Text for analysis.
8. Did I mention this is really all about transgender people (redux)?
The ban on transgender people is pretextual. Transgender people aren't hurting anyone in bathrooms. People aren't pretending to be transgender to do nefarious things. But the law specifically excludes janitors, and makes no mention of actual registered sex offenders and bathrooms.
It also makes no mention of anti-transgender Republican politicians, however.
In just the past few weeks former Speaker of the House Dennis Hastert as much as admitted to molesting boys as a high school wrestling coach. The main sponsor of Tennessee's anti-transgender bills turned out to be a serial sexual harasser of women. Alabama Gov. Robert Bentley will likely be indicted for trying to cover up a sex scandal with a former "adviser."
All Republican politicians, and a perfect illustration that we'd get a lot more bang for the buck keeping them out of bathrooms instead of transgender people.
9. All of this has happened before, and all of it will happen again...
Take look at the cartoons below.
The first is a 1936 anti-Semitic cartoon published in a Nazi-run publication captioned, "Here, kids, I have some candy for you. But you both have to come with me..." The middle comes from an American antigay tract published in 1986. The last came out this year right after Charlotte passed its nondiscrimination ordinance. All of them accuse minorities of being pedophiles and perverts in order to whip up hatred. In the first two cases, minorities were successfully demonized by this propaganda, with terrible consequences (does Reagan's response to the AIDS crisis ring a bell?).
Based on all the available evidence, right-wing hate groups like the Liberty Counsel, Family Research Council, and Alliance Defending Freedom are succeeding at doing the same thing to transgender people. It's up to us to keep the inevitable body count down.
10. Get a new plan, Stan.
Credit where credit is due: The LGBT movement has stood firm behind the transgender community on this. There have been calls from some LGB quarters to "dump the T," and some political observers suggesting that perhaps the movement should leave transgender issues for now and come back to them later. The latter looks particularly foolish, however, in light of what's happened in Massachusetts and New York when this strategy was attempted.

[Saved entries]
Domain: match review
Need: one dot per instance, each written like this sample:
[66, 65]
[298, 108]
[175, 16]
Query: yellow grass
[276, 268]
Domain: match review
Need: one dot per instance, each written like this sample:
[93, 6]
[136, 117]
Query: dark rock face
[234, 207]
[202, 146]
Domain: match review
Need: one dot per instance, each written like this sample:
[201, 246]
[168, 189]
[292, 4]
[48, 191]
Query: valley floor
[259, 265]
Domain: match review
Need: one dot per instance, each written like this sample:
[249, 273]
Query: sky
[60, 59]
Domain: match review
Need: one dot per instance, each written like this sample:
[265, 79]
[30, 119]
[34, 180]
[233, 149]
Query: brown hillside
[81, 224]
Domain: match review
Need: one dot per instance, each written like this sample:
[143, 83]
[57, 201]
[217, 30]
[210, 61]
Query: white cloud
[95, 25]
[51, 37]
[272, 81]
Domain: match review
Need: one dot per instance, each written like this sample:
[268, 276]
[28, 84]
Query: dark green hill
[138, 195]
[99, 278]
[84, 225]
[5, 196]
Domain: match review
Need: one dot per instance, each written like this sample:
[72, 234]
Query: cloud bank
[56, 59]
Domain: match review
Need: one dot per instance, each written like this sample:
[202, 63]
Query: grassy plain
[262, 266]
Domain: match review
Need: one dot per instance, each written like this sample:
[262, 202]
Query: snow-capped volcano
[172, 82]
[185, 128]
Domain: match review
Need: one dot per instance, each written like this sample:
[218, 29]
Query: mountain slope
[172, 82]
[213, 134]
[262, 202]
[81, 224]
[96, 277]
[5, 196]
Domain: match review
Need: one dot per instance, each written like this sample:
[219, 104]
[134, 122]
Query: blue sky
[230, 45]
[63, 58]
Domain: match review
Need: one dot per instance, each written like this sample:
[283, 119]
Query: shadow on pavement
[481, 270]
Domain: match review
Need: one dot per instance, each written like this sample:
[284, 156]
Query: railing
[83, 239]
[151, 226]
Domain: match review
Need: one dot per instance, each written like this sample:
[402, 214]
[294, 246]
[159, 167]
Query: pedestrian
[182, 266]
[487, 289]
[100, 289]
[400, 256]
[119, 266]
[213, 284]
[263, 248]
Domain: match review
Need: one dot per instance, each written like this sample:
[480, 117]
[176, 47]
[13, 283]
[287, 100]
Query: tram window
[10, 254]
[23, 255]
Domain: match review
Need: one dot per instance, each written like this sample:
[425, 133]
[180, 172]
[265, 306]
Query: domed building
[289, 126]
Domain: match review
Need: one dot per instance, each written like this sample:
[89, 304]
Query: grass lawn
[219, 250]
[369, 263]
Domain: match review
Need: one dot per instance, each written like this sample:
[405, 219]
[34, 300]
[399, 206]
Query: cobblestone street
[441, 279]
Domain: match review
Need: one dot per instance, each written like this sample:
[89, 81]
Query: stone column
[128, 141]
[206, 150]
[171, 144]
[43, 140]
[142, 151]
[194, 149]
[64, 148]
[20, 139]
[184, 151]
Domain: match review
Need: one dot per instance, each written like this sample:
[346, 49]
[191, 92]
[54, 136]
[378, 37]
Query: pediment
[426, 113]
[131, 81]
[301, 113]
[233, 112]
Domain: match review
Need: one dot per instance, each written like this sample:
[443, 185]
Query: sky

What this exercise asks.
1 > Answer these questions from the article on transgender bathroom bans:
(a) What group of workers does the law specifically exclude?
(b) In what year was the American antigay tract published?
(c) Which city passed the nondiscrimination ordinance mentioned in the article?
2 > List every organization that the article on transgender bathroom bans calls a right-wing hate group.
3 > Please carry on the article on transgender bathroom bans from its last sentence.

Results for the exercise.
1 >
(a) Janitors.
(b) 1986.
(c) Charlotte.

2 > Liberty Counsel, Family Research Council, Alliance Defending Freedom

3 >
Anti-transgender laws pushed by hate groups are growing much more common, and getting further and further through the legislative cycles as conservatives latch on to this as a "winnable" social issue. (Not that they've had many since 2004.) The tactics, mobilization, and messaging used so far have only been partly successful. Public opinion remains dominated by fear, ignorance, and innuendo driven by right-wing lies and fearmongering. The Houston Equal Rights Ordinance fiasco serves as a perfect illustration of exactly what not to do.
While some leaders correctly see this as a sign that we're winning in the long run, the trick is to not be eradicated in the short run before we get to the winning part.
Sort of makes the whole winning thing a moot point in that case.
Which is why transgender-led organizations like the TransUnited Fund have sprung up to assist grassroots level organizing. While it hasn't been clear what the right approach is, it clearly is not avoiding the issue, leaving transgender people out of the conversation, ignoring communities of color, and trying to change the subject. Taking it on and changing the polling numbers is going to require years of outreach by transgender people and their allies as well as a better ground game (as illustrated by a recent study.) And make no mistake, this is going to be a long fight. Interracial marriage wasn't supported by a majority of Americans until the 1990s.
In the short run, however, we're going to simply have to count on good legal teams to prevent the worst of the damage.